▸ Document text

<<<<

Hadamard's gamma function

Hadamard's Gamma function plotted over part of the real axis. Unlike the classical Gamma function it is holomorphic, there are no poles.

In mathematics, the Hadamard's gamma function, named after Jacques Hadamard, is an extension of the factorial function, different from the gamma function. This function, with its argument shifted down by 1, interpolates the factorial and extends it to real and complex numbers in a different way to Euler's Gamma function. It is defined as:

H(x)={\frac {1}{\Gamma (1-x)}}\,{\dfrac {d}{dx}}\left\{\ln \left({\frac {\Gamma ({\frac {1}{2}}-{\frac {x}{2}})}{\Gamma (1-{\frac {x}{2}})}}\right)\right\}

where $Γ(x)$ denotes the classical Gamma function. If $n$ is a positive integer, then:

H(n)=\Gamma (n)=(n-1)!\,

Properties

Unlike the classical Gamma function, Hadamard's gamma function $H (x)$ is an entire function, i.e. it has no poles in its domain. It satisfies the functional equation

H(x+1)=x\,H(x)+{\frac {1}{\Gamma (1-x)}}

Note that ${\tfrac {1}{\Gamma (1-x)}}\to 0$ for the positive integer values of $x$ .

>>>>

▸ Listing

<<<<

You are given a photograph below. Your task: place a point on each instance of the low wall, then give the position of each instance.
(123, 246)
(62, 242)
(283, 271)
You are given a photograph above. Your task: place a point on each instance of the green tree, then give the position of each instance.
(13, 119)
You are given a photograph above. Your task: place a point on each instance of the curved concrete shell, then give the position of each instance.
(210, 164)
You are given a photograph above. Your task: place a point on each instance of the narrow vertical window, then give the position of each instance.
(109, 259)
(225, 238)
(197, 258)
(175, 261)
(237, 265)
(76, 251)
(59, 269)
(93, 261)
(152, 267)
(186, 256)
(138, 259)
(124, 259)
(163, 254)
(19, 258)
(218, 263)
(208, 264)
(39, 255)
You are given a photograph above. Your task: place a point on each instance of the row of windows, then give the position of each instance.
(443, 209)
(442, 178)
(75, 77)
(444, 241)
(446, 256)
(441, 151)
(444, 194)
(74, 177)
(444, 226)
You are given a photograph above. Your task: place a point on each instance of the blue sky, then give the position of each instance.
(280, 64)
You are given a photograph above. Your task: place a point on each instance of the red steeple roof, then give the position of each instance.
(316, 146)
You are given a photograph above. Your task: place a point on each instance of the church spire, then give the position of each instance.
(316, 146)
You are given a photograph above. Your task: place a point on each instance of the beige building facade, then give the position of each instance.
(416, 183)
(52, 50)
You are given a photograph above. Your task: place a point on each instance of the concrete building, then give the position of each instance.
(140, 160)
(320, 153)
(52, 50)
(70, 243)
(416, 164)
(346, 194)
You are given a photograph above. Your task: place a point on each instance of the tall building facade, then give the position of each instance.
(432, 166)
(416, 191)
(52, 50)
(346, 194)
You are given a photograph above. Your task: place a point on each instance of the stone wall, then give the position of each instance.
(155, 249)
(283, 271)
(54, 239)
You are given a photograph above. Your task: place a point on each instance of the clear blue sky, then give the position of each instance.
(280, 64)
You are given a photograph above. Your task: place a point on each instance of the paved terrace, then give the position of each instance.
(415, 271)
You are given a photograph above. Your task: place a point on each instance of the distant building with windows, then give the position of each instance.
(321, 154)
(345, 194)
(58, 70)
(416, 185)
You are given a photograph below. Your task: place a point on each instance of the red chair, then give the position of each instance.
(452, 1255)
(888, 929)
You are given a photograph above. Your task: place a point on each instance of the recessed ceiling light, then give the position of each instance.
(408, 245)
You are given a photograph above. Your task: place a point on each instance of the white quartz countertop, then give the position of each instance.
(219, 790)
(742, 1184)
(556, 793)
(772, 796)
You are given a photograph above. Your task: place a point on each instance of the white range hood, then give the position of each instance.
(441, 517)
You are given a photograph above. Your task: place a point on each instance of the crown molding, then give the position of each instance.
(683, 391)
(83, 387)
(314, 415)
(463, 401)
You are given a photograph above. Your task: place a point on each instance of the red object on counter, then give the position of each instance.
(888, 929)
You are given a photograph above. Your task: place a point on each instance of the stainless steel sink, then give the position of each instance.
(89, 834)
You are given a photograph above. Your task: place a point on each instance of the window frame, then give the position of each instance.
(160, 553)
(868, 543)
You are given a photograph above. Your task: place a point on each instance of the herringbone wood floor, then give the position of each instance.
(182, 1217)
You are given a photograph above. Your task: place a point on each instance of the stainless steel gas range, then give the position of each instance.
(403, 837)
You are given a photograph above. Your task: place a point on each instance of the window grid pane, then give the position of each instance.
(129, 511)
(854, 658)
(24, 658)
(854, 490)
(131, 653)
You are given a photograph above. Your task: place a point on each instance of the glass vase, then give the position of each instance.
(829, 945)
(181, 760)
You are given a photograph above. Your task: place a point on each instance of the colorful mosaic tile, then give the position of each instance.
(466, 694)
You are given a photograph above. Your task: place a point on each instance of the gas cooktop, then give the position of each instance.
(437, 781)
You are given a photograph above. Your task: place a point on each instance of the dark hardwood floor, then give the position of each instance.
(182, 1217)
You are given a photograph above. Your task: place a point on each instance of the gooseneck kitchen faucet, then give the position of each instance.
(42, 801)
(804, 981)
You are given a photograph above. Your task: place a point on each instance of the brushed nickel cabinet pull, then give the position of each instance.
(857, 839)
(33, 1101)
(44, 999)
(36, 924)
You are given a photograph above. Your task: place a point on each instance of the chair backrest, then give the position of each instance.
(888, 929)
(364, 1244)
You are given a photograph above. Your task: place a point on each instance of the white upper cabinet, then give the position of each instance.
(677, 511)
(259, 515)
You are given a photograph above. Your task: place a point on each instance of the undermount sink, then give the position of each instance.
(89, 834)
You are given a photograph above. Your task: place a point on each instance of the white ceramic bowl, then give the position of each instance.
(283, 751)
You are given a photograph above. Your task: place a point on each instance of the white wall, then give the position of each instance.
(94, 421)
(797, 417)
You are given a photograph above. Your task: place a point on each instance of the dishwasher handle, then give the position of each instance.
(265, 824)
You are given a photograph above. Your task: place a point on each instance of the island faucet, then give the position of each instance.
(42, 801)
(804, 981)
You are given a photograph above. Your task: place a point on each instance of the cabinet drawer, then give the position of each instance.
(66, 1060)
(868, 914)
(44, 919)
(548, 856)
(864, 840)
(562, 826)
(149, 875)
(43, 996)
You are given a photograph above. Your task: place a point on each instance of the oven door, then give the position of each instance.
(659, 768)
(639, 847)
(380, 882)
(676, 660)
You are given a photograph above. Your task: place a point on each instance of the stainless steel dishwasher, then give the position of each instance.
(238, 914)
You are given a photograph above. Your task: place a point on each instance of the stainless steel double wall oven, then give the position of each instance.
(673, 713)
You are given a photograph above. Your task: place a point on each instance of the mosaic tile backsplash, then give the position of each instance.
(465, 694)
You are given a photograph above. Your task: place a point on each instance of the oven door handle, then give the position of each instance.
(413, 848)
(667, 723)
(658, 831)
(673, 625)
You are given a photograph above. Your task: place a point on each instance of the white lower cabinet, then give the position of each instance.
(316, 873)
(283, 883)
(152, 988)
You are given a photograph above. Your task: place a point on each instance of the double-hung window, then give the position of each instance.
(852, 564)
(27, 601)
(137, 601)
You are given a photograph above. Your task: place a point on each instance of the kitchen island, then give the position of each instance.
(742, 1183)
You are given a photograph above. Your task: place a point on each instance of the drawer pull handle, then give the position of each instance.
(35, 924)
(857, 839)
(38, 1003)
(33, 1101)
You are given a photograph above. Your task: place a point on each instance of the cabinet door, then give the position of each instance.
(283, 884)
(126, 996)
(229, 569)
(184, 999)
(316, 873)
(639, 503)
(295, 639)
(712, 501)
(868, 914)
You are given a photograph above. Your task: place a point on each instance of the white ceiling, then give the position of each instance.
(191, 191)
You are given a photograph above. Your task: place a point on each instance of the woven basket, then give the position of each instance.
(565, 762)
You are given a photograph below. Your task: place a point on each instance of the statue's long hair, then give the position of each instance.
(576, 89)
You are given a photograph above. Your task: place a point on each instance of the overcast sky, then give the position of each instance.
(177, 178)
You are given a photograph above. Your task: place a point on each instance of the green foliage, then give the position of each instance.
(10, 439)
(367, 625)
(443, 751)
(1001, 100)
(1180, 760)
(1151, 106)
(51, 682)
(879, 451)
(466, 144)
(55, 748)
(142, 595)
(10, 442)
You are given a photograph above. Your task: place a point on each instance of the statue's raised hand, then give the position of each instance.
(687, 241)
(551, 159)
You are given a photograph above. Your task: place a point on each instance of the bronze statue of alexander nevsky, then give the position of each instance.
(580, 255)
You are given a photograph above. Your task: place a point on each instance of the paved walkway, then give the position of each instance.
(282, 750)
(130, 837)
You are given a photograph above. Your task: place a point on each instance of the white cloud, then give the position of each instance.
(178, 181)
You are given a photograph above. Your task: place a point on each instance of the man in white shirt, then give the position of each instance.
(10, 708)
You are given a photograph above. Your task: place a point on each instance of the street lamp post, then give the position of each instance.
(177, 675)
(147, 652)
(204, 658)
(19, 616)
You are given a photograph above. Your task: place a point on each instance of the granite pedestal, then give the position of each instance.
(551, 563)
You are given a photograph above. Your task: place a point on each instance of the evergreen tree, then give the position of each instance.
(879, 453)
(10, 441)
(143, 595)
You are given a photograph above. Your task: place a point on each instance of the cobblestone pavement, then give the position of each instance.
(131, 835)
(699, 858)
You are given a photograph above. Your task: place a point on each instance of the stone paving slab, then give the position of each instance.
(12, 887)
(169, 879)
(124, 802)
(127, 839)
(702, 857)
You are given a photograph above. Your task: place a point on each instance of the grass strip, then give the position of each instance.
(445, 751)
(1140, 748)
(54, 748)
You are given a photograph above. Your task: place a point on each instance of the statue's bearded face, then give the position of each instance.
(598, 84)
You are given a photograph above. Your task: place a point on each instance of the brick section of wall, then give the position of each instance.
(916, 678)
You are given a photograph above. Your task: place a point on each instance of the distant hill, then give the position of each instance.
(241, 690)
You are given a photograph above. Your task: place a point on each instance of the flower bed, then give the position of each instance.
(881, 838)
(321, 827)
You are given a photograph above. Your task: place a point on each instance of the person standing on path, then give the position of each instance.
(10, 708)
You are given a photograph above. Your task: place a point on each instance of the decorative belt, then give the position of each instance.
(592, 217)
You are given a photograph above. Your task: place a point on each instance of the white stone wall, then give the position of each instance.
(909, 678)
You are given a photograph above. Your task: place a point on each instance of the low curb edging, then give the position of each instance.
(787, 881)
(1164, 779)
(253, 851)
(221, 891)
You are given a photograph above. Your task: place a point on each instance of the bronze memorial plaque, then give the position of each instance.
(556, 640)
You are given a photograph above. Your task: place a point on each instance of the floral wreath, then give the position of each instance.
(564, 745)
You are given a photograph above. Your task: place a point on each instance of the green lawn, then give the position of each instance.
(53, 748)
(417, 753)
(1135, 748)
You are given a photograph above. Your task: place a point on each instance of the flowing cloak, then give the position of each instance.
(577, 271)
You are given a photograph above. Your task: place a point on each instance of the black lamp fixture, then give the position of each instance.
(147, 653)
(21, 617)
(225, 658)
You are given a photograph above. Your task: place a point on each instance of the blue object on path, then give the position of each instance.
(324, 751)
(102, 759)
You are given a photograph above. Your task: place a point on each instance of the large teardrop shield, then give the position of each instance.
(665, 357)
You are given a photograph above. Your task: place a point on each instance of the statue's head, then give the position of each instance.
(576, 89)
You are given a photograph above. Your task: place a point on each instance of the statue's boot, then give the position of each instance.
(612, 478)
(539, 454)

>>>>

▸ Job
Reproduce word for word the portion of the text on Hadamard's gamma function that begins at the words "where $Γ(x)$ denotes" and stops after the words "values of $x$ .".

▸ Solution to this task
where $Γ(x)$ denotes the classical Gamma function. If $n$ is a positive integer, then:

H(n)=\Gamma (n)=(n-1)!\,

Properties

Unlike the classical Gamma function, Hadamard's gamma function $H (x)$ is an entire function, i.e. it has no poles in its domain. It satisfies the functional equation

H(x+1)=x\,H(x)+{\frac {1}{\Gamma (1-x)}}

Note that ${\tfrac {1}{\Gamma (1-x)}}\to 0$ for the positive integer values of $x$ .